Problem to solve
Locate the line that contains "Where can the speckled". Print it and each following line through the end of the listing, verbatim, and nothing more.

Listing
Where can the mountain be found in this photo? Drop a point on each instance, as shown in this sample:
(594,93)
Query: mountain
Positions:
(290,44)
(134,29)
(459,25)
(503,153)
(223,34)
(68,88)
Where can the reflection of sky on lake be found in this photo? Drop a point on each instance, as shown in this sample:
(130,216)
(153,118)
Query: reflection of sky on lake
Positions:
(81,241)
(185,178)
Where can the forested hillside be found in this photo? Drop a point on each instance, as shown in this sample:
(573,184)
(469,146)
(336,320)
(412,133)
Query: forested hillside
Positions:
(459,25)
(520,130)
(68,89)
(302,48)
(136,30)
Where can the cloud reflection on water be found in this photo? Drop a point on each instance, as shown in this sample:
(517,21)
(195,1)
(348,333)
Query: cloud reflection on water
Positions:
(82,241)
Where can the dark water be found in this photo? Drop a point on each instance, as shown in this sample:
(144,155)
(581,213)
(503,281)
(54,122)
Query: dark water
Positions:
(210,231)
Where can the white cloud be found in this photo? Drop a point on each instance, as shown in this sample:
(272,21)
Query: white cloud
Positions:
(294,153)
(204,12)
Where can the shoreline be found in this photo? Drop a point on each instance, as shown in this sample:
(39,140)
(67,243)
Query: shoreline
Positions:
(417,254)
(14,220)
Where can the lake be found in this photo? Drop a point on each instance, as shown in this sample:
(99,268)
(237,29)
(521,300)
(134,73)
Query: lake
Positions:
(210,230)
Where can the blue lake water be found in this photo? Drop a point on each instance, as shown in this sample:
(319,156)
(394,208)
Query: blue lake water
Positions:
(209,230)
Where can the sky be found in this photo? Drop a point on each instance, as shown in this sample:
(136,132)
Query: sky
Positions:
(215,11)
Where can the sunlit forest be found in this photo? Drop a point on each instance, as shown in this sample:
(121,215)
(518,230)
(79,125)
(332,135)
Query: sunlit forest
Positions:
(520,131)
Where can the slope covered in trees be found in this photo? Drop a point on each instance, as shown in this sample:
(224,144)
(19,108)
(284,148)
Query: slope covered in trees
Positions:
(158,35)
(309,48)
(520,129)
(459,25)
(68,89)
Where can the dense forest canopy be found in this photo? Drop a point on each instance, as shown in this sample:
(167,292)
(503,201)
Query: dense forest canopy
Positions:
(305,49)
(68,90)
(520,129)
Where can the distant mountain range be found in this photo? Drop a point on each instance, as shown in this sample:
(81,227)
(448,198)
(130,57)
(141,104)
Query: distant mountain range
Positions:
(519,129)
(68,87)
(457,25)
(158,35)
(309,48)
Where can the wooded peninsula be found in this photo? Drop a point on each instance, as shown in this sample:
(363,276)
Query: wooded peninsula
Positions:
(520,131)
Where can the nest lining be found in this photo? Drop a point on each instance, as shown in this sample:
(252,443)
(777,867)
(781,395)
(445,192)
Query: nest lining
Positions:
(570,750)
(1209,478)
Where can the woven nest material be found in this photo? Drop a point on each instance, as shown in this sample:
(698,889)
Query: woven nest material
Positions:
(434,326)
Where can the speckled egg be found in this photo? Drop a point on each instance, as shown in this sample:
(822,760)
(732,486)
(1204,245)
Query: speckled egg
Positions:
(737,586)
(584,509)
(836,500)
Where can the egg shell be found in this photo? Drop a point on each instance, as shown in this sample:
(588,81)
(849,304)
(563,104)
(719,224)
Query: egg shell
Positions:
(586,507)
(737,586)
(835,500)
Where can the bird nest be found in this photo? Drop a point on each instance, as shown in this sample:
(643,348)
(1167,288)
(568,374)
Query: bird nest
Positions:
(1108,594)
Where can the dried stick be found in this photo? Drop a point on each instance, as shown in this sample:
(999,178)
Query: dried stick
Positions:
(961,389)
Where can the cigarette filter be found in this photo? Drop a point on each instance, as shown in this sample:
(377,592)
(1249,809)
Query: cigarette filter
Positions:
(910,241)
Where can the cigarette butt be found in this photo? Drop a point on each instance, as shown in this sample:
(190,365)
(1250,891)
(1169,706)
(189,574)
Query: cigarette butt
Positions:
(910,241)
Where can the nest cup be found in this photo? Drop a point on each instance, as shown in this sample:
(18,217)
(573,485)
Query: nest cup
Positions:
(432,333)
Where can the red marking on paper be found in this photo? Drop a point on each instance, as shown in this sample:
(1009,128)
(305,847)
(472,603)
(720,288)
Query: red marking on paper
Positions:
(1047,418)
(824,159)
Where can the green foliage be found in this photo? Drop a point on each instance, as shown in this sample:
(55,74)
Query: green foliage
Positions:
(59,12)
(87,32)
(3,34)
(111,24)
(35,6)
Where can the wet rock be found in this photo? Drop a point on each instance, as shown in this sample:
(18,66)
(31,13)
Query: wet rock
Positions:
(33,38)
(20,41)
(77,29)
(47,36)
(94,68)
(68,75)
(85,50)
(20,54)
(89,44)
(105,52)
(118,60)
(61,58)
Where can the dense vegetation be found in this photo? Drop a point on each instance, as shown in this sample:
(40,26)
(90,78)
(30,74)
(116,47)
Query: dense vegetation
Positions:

Solution to this exercise
Where can the speckled egg be found in this photo? Drop a point on each instance, as shown in this sample:
(822,760)
(732,486)
(1204,245)
Query: speckled egg
Positions:
(737,586)
(584,509)
(836,500)
Where can the egg shell be found in this photo? Drop a point on each instance, as shown in this sample:
(588,81)
(849,304)
(563,104)
(719,224)
Query: egg shell
Positions:
(586,507)
(737,586)
(835,500)
Where can the bird nest be found in this photo? Drop a point on each instance, as shown in this sample:
(643,348)
(1167,288)
(568,374)
Query: bird nest
Positions:
(1108,594)
Where can the dried stick be found in this photo? Drop a point on each instance, as shown in this sample:
(999,178)
Query: dried stick
Positions:
(961,389)
Where can the cigarette filter be found in this photo? Drop a point on each instance, as shown in this sample:
(377,592)
(1249,809)
Query: cigarette filter
Positions:
(910,241)
Where can the cigarette butt be found in this photo? Drop a point on each instance, as shown in this sample:
(190,365)
(1250,891)
(1169,706)
(189,574)
Query: cigarette butt
Positions:
(910,241)
Where can the nest cup be found in this photo? Drop a point on each instance, as shown in this sample:
(18,217)
(573,485)
Query: nest cup
Positions:
(432,333)
Where can the red marking on paper be found in this photo? Drop a point on each instance, as shown in this sample:
(1009,128)
(305,847)
(472,603)
(720,288)
Query: red marking on paper
Positions:
(1047,418)
(824,159)
Where can the green foliage be found in this photo? Drop a point on each instance, as shown in this sample:
(55,74)
Query: green foliage
Positions:
(59,12)
(87,32)
(3,34)
(111,24)
(35,6)
Where can the wet rock be found in this photo? Drop a point on each instance, as shown in this sample:
(18,66)
(31,13)
Query: wet rock
Positions:
(33,38)
(20,41)
(77,29)
(47,36)
(94,68)
(68,75)
(85,50)
(20,54)
(89,44)
(105,52)
(118,60)
(61,58)
Where can the dense vegetation be found in this photo? Drop a point on each instance, as shown in this sample:
(40,26)
(90,78)
(30,74)
(116,47)
Query: dense vegetation
Positions:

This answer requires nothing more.